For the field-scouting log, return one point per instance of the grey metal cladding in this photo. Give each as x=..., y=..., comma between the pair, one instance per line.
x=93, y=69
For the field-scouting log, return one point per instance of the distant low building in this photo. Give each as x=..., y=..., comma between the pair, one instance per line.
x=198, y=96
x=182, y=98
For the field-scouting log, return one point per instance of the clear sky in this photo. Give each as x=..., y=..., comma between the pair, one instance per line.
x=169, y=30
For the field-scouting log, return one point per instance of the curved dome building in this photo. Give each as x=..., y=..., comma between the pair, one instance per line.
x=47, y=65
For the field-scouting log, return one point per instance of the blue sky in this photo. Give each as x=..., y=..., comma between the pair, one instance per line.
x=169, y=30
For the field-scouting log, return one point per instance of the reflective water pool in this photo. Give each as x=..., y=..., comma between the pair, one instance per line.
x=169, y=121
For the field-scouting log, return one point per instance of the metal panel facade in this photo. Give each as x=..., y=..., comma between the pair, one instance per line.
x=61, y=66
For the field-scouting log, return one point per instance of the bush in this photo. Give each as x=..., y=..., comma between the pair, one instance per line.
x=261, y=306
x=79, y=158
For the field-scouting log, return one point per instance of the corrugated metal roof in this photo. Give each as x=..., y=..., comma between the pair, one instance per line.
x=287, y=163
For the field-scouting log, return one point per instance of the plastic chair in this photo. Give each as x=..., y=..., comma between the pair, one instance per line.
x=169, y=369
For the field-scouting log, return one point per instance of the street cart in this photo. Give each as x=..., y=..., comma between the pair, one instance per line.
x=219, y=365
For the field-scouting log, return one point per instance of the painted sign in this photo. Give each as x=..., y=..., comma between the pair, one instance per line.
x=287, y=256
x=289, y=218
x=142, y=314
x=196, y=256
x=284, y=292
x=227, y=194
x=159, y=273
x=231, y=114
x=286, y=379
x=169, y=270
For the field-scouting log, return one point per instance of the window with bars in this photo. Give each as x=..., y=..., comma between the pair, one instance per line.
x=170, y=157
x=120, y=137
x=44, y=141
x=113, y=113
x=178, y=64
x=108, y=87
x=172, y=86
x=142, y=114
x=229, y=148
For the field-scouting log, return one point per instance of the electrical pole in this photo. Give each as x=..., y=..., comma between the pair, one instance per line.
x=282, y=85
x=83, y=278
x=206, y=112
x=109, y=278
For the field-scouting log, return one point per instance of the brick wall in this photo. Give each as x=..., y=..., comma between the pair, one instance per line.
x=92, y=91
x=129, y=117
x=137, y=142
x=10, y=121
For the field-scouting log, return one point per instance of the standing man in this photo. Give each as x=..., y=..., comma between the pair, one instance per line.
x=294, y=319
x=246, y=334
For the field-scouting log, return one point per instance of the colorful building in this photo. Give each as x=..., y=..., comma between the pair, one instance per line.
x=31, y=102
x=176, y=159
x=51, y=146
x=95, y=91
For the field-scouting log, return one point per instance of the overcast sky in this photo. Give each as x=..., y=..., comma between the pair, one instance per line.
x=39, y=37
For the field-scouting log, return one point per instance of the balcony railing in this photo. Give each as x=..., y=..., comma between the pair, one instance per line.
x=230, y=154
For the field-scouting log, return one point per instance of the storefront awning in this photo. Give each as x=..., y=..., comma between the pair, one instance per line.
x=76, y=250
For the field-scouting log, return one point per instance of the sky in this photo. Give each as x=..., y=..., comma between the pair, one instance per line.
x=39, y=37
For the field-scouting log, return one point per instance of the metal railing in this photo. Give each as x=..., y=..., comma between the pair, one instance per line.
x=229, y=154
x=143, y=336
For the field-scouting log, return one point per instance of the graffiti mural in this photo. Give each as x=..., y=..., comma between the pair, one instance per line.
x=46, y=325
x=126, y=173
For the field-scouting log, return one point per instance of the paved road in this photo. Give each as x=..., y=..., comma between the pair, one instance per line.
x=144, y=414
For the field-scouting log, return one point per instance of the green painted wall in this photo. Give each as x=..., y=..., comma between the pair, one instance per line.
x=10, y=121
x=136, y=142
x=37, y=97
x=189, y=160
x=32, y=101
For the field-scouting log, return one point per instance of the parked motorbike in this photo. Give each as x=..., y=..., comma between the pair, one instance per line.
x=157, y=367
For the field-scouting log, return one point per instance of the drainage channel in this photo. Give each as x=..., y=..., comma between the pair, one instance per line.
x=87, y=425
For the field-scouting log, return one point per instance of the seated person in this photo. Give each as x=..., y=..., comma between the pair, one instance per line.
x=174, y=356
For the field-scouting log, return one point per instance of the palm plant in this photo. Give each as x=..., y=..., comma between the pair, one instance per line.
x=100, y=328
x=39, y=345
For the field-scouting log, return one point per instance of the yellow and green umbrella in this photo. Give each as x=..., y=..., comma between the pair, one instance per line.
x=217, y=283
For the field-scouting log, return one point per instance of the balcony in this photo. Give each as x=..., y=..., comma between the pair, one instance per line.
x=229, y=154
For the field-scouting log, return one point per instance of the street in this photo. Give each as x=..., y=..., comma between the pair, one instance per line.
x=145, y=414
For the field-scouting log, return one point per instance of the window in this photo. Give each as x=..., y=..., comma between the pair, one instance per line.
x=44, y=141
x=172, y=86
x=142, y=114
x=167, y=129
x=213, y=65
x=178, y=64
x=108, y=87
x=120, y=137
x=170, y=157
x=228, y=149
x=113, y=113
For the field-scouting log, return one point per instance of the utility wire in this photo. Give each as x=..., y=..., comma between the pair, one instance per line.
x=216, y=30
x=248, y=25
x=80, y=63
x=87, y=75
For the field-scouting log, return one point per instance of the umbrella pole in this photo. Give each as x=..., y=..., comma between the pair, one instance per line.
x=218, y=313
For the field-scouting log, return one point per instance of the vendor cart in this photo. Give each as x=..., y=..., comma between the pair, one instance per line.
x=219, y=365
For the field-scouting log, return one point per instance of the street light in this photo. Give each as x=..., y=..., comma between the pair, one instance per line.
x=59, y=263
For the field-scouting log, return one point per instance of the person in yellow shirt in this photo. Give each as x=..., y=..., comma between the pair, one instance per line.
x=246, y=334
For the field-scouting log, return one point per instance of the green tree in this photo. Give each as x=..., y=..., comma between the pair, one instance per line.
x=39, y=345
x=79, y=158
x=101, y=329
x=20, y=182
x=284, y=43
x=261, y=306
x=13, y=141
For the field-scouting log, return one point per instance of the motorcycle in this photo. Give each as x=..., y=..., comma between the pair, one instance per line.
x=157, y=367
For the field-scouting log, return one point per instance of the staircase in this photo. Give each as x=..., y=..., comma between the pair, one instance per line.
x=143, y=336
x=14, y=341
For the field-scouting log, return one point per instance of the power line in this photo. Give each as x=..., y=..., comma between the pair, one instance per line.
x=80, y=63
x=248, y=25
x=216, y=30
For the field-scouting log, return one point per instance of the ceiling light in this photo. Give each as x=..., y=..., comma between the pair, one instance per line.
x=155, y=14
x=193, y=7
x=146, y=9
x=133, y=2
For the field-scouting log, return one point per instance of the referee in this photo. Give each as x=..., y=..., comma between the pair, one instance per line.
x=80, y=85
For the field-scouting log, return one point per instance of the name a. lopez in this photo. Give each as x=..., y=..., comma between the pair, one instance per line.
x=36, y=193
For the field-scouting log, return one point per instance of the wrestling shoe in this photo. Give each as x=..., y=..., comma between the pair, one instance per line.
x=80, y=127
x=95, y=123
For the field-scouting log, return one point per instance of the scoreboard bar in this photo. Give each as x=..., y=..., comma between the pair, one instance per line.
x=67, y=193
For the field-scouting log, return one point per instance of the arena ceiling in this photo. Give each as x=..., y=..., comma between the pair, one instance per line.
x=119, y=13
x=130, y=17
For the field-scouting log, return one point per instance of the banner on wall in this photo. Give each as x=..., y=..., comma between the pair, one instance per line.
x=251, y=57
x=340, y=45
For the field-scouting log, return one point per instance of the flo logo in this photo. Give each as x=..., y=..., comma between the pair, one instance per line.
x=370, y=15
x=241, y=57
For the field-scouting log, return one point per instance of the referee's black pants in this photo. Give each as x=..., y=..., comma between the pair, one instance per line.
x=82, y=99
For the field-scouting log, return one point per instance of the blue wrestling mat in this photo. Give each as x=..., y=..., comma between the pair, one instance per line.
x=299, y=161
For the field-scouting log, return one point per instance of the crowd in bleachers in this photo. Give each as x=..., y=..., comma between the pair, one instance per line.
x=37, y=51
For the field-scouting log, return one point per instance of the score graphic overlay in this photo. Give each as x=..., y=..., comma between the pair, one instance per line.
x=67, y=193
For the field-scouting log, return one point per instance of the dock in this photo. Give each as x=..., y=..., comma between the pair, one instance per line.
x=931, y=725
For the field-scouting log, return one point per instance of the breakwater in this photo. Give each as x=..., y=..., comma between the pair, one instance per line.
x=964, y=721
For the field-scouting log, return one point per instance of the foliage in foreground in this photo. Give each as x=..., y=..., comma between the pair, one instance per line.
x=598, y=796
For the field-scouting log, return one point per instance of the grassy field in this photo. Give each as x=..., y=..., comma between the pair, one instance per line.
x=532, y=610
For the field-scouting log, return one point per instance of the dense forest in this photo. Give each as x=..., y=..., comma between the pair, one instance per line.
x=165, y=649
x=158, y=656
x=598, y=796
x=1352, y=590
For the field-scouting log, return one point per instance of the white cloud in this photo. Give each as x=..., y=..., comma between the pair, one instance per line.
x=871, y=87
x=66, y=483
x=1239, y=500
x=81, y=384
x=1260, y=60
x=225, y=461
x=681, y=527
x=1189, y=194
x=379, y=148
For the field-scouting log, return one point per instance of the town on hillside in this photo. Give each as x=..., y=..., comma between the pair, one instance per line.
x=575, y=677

* * * * * * * * *

> [Directions for this task]:
Give back exactly the lines from the line containing "the score graphic" to the end of the entries, and no other lines.

> [Response to this task]:
For the field-scouting log, return one point per instance of the score graphic overlay in this photo. Give each as x=..., y=..., comma between the pair, one instance per line.
x=67, y=193
For the field-scouting log, return one point per instance of the dock in this photo. Give each as x=..., y=..., comma between the pair, one instance per line.
x=931, y=725
For the field-scouting log, return one point per instance of the breakwater in this photo. Give each as x=..., y=..., comma between the pair, one instance per line.
x=964, y=721
For the field-scouting log, return one point per instance of the foliage in foreground in this photo. Give each as x=..., y=..., comma between the pair, one instance per line.
x=598, y=796
For the field-scouting log, return one point per instance of the grassy field in this photo. Give each as x=..., y=..., comma between the pair, one instance per line.
x=532, y=610
For the field-scouting log, return one point per instance of the dense forest in this photo. Give each as x=..., y=..., comma between the pair, one instance per line.
x=165, y=649
x=158, y=656
x=598, y=796
x=1352, y=590
For the field-scouting log, return one point per instance of the white cloud in this photo. Give each as x=..., y=..., comma between the pair, one instance per line.
x=871, y=87
x=66, y=483
x=1239, y=500
x=81, y=384
x=1260, y=60
x=225, y=461
x=681, y=527
x=1189, y=194
x=379, y=148
For the field-scouting log, return one point per instance of the town on hillside in this photo. Give each as x=..., y=..., comma between the pair, one instance per line.
x=575, y=677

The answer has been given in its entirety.